* begin *
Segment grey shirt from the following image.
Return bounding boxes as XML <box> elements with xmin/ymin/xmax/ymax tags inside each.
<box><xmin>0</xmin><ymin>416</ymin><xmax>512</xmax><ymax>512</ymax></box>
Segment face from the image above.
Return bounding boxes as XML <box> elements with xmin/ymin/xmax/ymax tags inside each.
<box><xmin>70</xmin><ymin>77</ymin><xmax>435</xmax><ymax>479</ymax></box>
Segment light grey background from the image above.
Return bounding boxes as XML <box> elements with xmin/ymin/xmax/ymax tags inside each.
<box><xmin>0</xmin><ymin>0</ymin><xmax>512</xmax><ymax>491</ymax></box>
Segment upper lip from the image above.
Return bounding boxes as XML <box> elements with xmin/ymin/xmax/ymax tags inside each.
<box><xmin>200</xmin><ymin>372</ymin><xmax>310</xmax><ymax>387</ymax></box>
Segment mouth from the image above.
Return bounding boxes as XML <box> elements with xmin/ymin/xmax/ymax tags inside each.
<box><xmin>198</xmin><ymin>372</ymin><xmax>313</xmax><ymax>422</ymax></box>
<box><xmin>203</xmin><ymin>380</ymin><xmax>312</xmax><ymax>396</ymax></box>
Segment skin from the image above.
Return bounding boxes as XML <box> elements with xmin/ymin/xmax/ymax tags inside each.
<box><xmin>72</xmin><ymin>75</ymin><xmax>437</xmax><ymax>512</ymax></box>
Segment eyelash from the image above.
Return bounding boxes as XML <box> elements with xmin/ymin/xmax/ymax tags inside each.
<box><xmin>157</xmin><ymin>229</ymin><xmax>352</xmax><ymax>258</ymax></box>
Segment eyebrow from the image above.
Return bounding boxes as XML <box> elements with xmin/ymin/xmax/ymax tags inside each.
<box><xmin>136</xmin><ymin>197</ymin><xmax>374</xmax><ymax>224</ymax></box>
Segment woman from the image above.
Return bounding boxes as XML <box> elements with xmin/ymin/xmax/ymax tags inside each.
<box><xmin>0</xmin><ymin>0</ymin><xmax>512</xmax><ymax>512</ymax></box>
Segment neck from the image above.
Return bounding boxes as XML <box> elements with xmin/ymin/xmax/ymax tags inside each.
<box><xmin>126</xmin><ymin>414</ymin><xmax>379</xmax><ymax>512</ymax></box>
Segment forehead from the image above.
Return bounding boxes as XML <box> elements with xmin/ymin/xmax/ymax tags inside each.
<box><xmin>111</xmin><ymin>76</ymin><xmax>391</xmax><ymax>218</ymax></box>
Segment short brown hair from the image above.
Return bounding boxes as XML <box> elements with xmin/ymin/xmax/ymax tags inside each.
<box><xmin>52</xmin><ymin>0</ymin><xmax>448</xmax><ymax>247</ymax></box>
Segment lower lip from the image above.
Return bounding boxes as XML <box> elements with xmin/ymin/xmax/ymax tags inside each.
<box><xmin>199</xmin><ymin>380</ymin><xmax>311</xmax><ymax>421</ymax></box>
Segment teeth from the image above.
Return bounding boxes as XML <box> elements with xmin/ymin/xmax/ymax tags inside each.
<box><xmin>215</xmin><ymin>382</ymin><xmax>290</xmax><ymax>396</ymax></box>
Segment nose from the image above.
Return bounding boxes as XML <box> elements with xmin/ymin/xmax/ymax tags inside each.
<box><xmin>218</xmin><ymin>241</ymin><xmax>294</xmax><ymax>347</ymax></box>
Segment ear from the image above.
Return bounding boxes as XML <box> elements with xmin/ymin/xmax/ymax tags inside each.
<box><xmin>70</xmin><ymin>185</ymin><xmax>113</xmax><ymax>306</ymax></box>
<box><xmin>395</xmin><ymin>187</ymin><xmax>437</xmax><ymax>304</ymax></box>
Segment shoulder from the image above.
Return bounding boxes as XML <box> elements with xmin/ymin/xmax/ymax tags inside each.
* end *
Convert the part of the listing above that opens with the line containing "Segment lower lip from the image above." and runs through the listing's last line into a Markdown table with the columns No. and Text. Put one line per row, numbered, skip blank lines, and include nothing outside that span.

- _WRITTEN REPLY_
| No. | Text |
|---|---|
| 1 | Segment lower lip from the image above. |
| 2 | Return bounding boxes as XML <box> elements with xmin/ymin/xmax/ymax tags inside each. |
| 3 | <box><xmin>199</xmin><ymin>380</ymin><xmax>311</xmax><ymax>421</ymax></box> |
| 4 | Segment teeth from the image above. |
| 5 | Return bounding boxes as XML <box> elements with xmin/ymin/xmax/ymax tags inside each. |
| 6 | <box><xmin>215</xmin><ymin>382</ymin><xmax>290</xmax><ymax>396</ymax></box> |
| 7 | Segment nose from the image above. |
| 8 | Return bounding boxes as XML <box> elements with xmin/ymin/xmax/ymax tags inside each. |
| 9 | <box><xmin>218</xmin><ymin>241</ymin><xmax>294</xmax><ymax>347</ymax></box> |
| 10 | Segment ear from the image above. |
| 11 | Return bounding boxes as XML <box> elements with xmin/ymin/xmax/ymax tags inside each. |
| 12 | <box><xmin>70</xmin><ymin>185</ymin><xmax>113</xmax><ymax>306</ymax></box> |
| 13 | <box><xmin>395</xmin><ymin>187</ymin><xmax>437</xmax><ymax>304</ymax></box> |
| 14 | Segment shoulder from the image above. |
| 15 | Return bounding boxes as XML <box> elements with xmin/ymin/xmax/ymax tags inside each. |